Give the portion of the records that opens with the line containing "Definition first: for each instance of the man's ear, imagine" and closes with the line containing "Definition first: for each instance of the clear" as a JSON list of strings, one string per line, with blank lines omitted. Leave the pictures out of the answer.

Stored data:
• • • • •

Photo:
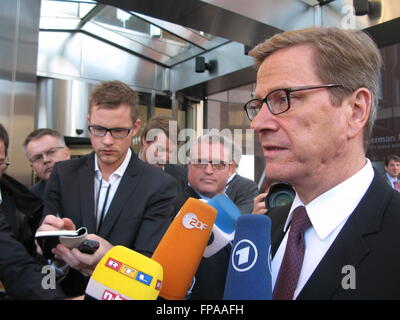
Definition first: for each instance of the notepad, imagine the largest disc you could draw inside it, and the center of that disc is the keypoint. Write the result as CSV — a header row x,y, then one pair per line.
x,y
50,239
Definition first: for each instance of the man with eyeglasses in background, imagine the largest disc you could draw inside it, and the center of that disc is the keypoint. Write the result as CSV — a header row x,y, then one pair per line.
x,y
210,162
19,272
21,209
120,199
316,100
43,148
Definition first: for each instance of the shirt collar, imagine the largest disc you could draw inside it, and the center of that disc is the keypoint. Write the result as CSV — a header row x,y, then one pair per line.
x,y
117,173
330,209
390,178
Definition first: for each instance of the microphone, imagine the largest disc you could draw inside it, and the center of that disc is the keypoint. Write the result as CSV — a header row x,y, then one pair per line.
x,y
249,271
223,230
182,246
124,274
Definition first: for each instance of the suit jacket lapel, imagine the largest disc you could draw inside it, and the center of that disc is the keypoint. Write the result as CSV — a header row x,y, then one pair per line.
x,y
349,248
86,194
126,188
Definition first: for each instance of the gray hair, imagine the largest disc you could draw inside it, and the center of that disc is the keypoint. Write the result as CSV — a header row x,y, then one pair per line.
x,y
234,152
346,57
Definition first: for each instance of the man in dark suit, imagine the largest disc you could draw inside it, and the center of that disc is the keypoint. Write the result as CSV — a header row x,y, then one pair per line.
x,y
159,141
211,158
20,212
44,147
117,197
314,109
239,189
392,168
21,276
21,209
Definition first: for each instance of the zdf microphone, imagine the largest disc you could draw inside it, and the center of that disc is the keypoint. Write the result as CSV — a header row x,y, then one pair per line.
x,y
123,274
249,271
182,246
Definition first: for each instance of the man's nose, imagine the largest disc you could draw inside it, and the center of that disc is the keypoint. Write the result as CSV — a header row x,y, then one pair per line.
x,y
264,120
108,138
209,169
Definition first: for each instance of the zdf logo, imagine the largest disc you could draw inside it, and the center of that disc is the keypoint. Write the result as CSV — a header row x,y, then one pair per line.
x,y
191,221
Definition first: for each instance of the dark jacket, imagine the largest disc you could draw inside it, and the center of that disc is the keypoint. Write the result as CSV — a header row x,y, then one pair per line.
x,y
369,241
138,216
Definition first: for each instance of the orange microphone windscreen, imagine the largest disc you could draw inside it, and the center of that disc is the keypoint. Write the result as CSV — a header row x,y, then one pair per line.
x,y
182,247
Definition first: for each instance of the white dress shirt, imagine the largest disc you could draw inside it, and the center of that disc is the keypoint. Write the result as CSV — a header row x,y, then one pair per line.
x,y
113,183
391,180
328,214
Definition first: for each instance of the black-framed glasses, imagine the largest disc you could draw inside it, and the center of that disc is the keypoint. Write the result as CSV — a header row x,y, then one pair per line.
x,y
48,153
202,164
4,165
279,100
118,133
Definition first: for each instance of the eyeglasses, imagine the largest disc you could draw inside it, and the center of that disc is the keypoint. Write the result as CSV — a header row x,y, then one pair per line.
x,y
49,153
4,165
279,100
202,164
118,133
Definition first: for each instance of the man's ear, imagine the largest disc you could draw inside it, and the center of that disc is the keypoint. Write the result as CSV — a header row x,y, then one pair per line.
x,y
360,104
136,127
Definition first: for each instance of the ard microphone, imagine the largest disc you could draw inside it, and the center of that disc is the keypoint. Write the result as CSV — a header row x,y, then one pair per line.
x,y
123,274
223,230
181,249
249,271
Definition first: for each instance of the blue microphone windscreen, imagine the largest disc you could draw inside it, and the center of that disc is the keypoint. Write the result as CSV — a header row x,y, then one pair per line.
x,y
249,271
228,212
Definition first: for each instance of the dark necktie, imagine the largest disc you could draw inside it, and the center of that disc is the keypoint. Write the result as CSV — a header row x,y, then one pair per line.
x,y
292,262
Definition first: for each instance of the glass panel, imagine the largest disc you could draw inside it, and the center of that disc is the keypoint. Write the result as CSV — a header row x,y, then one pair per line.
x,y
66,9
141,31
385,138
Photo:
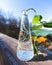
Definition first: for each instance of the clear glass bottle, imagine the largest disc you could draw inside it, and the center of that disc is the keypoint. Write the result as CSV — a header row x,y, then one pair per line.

• • • • •

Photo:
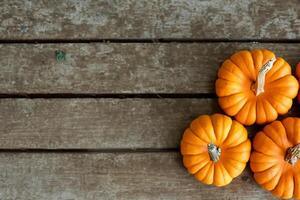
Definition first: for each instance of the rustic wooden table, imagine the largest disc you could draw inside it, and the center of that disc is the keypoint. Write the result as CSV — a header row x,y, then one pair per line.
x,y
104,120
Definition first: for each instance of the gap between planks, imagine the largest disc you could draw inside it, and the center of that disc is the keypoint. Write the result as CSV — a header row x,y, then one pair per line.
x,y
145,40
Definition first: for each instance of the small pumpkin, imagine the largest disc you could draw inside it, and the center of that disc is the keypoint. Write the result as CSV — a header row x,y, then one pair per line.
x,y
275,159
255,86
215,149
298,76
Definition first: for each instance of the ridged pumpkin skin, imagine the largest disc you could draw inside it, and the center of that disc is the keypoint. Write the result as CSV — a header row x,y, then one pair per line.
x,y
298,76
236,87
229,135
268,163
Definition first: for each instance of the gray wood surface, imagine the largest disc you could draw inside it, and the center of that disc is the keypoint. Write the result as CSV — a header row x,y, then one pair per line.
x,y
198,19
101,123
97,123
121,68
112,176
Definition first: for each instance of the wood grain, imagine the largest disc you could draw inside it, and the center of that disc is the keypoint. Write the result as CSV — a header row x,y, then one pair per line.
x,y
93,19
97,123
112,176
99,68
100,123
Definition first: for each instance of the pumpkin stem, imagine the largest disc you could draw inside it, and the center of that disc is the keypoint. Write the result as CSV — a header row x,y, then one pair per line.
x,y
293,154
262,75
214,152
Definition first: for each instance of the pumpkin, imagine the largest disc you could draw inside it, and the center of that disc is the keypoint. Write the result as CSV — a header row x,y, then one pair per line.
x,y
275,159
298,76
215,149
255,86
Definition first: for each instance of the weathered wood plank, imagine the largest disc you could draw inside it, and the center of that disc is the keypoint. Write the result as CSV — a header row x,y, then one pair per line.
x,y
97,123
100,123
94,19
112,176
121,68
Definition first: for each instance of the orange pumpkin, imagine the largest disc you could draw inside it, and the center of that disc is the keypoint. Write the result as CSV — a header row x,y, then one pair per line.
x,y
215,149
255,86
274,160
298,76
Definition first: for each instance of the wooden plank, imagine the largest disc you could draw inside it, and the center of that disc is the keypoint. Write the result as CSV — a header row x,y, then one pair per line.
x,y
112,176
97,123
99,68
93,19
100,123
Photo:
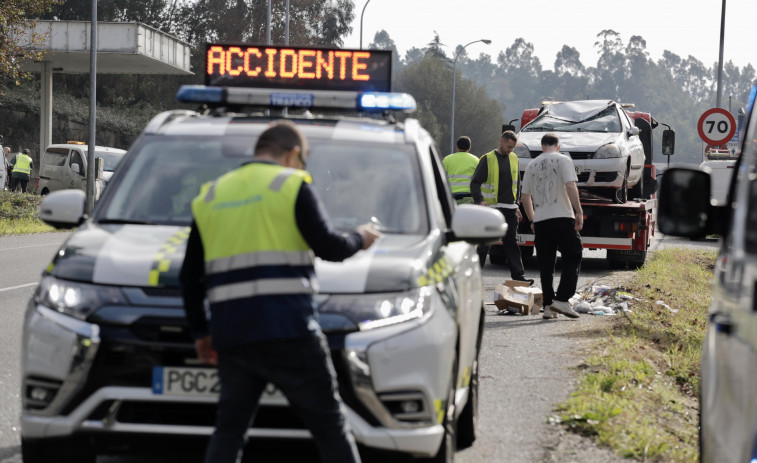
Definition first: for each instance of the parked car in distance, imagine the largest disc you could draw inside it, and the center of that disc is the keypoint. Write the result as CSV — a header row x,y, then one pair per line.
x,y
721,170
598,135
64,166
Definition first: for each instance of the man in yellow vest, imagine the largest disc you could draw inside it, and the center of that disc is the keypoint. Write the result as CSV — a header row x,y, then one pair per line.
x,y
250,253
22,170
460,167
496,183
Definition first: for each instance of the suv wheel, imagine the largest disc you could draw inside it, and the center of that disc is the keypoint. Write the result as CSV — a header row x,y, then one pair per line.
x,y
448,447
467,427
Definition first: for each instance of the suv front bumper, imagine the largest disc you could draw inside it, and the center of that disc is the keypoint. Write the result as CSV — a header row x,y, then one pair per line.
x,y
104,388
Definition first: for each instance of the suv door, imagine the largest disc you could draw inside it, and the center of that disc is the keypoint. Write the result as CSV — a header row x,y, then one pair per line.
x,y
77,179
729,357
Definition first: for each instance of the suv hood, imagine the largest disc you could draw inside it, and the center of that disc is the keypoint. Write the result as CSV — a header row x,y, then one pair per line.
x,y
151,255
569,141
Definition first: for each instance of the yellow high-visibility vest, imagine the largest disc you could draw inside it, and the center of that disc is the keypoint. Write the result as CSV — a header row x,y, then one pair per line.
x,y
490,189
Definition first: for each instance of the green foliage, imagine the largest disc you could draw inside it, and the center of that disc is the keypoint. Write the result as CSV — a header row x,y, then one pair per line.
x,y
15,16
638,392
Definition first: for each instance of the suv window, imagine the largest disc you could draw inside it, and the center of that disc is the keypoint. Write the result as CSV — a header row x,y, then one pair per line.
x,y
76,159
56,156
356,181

• • • • •

WRITTEN ANSWER:
[
  "Definition first: for each instance of the man's ear, imagine the largest disc you could draw inside it, and the center of that disc is the keypoint. Write the result as CSV — a header row x,y, then one pair per line.",
  "x,y",
  "360,104",
  "136,127",
  "Definition first: for each instance of the ard microphone, imagine the largest disc you could draw inside it, and the center of that disc is the keypoint. Write the result as CSV — a header row x,y, then one pair per line.",
  "x,y",
  "123,274",
  "223,230",
  "181,249",
  "249,271",
  "Definition first: for each instance of the blue microphone windscreen, imagine the largest disc you could draw inside it, and the center of that disc is the keypoint. Write the result as CSV — a header row x,y, then one pair per line.",
  "x,y",
  "249,271",
  "228,212",
  "Definition first: for each instance of the dark necktie, imagine the largest disc you could draw inside it, and the center of that disc is the keypoint. Write the result as CSV — a header row x,y, then one pair per line.",
  "x,y",
  "292,262",
  "Definition first: for each instance of the glass panel, imagine the largest disc you could draw inside it, and the center of that disc is the keypoint. Write the result as CSV — a header row x,y, then one pair per line.",
  "x,y",
  "66,9",
  "141,31",
  "385,138",
  "Photo:",
  "Definition first: for each instance of the clear glass bottle, imagine the largest disc you could draw inside it, and the center of that disc is the keypoint. Write the result as CSV — a header row x,y, then one pair per line."
]